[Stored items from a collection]
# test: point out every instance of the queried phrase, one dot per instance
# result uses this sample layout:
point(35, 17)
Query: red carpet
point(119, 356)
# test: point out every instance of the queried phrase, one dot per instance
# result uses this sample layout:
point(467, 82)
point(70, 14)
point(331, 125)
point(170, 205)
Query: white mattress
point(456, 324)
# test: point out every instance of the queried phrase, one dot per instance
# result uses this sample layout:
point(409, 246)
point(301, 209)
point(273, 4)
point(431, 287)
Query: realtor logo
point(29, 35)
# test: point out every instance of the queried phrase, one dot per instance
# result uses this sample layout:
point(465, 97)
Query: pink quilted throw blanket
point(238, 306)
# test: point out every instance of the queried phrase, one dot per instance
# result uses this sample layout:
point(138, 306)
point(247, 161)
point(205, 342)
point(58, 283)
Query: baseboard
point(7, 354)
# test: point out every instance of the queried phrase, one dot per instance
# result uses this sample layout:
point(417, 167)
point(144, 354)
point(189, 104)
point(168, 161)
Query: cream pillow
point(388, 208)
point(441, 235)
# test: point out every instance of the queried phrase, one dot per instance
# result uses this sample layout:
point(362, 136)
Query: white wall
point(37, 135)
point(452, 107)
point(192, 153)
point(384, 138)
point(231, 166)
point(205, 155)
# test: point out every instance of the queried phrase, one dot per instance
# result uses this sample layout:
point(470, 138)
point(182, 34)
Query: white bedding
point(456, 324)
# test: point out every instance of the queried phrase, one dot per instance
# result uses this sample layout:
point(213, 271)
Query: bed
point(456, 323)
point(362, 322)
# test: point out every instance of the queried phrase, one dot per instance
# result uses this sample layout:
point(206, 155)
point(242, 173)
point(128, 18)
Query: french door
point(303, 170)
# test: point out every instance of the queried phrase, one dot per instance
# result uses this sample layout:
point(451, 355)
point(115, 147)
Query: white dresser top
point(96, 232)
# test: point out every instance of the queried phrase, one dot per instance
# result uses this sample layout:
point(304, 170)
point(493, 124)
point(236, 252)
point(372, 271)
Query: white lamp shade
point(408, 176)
...
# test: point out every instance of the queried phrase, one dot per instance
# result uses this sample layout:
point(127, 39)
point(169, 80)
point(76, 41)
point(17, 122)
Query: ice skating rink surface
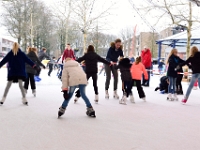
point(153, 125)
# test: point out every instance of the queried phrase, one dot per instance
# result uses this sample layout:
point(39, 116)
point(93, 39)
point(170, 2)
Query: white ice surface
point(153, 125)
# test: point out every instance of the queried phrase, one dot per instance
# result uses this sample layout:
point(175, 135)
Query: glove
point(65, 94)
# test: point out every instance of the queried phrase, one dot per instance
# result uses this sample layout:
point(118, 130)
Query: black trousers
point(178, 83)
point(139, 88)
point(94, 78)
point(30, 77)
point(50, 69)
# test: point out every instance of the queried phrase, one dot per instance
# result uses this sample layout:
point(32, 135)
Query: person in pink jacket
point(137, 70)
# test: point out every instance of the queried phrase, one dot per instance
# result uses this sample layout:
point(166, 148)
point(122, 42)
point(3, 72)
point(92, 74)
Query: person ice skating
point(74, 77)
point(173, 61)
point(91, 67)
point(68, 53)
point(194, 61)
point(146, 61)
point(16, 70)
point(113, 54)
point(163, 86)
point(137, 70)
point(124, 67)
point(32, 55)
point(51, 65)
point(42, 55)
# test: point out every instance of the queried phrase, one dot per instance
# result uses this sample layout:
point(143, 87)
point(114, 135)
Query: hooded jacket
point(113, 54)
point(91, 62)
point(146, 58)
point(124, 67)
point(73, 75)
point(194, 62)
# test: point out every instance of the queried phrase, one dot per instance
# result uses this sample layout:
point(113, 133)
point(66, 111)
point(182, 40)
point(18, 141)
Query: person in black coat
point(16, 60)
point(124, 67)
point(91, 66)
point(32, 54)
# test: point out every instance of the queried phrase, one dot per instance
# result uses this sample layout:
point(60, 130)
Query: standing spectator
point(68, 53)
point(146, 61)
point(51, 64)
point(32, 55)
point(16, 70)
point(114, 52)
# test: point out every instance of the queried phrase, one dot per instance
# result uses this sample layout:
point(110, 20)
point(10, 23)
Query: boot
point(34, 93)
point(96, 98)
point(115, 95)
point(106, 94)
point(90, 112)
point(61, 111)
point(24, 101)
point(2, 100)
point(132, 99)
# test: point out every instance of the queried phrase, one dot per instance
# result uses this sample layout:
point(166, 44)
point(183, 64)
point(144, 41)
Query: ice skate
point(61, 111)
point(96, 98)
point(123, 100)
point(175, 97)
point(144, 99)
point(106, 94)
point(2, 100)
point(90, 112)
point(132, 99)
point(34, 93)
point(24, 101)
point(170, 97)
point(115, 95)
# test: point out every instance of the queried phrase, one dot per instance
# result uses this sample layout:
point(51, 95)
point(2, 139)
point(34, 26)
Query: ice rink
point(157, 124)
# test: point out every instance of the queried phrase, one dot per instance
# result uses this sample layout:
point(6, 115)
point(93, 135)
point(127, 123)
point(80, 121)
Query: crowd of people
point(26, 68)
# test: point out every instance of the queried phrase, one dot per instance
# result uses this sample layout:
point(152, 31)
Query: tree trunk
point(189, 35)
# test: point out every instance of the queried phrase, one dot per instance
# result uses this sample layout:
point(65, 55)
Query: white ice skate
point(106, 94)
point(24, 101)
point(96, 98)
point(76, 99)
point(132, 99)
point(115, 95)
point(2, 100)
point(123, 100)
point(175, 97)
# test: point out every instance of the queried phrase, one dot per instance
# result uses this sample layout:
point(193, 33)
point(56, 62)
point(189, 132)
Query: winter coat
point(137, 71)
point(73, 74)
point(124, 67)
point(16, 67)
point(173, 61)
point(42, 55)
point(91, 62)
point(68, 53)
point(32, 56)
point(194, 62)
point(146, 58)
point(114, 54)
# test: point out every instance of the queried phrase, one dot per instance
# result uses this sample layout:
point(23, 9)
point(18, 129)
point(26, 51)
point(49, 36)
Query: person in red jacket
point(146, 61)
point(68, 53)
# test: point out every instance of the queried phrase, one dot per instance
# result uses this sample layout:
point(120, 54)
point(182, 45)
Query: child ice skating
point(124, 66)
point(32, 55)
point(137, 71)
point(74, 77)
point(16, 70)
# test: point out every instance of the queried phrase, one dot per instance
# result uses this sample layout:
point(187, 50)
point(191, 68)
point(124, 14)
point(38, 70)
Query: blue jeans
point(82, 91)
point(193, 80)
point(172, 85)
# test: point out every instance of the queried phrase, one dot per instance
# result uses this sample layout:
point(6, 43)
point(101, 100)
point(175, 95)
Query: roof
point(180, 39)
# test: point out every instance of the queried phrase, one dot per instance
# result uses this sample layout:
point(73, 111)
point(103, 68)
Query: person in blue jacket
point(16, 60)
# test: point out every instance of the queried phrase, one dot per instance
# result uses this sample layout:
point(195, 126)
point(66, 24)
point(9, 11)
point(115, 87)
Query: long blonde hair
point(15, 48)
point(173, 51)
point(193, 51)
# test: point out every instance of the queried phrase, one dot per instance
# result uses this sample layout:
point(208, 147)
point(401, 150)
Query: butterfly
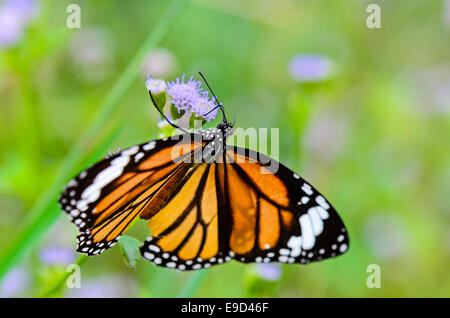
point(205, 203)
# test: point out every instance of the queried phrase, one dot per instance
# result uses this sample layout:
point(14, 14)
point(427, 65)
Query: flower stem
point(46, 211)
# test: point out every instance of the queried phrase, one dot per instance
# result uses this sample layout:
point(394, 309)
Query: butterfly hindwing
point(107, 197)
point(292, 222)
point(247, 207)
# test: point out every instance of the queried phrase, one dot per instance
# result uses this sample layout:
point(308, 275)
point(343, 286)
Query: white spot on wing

Exercise aim:
Filter the items above down to each line containing the word "blue", copying every such line. Match case exactly.

Final result:
Query: blue jeans
Query: person in blue jacket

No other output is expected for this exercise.